-- PROBLEM STATEMENT --
Every line of the data needs to be returned exactly.

-- STORED DATA --
[Start of section]

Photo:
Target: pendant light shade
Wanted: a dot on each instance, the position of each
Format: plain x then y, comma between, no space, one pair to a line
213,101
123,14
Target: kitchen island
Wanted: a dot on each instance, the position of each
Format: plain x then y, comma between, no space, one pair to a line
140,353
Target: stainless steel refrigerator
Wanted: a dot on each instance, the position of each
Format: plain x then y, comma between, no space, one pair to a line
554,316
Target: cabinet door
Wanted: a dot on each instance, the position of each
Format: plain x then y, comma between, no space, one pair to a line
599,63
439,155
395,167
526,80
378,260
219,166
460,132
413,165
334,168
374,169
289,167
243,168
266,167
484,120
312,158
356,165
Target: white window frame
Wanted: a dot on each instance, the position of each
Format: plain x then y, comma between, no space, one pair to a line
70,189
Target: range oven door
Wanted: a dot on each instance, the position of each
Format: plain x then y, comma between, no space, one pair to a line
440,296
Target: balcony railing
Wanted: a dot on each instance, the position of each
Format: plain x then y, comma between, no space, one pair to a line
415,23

[End of section]

-- RESPONSE AREA --
Photo:
Target: pendant light shade
Wanted: a dot on each instance, the position of each
Format: plain x then y, comma between, no space, one pair to a line
213,101
123,14
Target: kitchen island
Wanted: a dot on each instance, the position of each
Format: plain x then y, comma between, no space, one pair to a line
140,353
Target: stainless steel refrigerator
Wanted: a dot on each instance, the position of each
Format: plain x then y, comma between, no space, one pair to a line
554,316
Target: cabinet door
Wanted: a dot on each instance, the position of each
Format: plain x then y, comma between, no space, one pair to a line
599,63
439,155
395,167
526,80
378,260
219,166
460,132
413,165
334,168
374,169
289,167
243,168
266,167
484,120
312,158
356,165
Target: white window frame
Wanted: a dot on each instance, the position of each
Format: plain x then y, comma between, no space, one pair to a line
70,189
Target: range oven door
Wanted: a dot on each instance, the position of each
Format: plain x then y, comma between, no space, one pair to a line
440,296
Target: balcony railing
Wanted: a dot on each instance, the position of each
Format: plain x then y, comma between, no space, one pair to a line
415,23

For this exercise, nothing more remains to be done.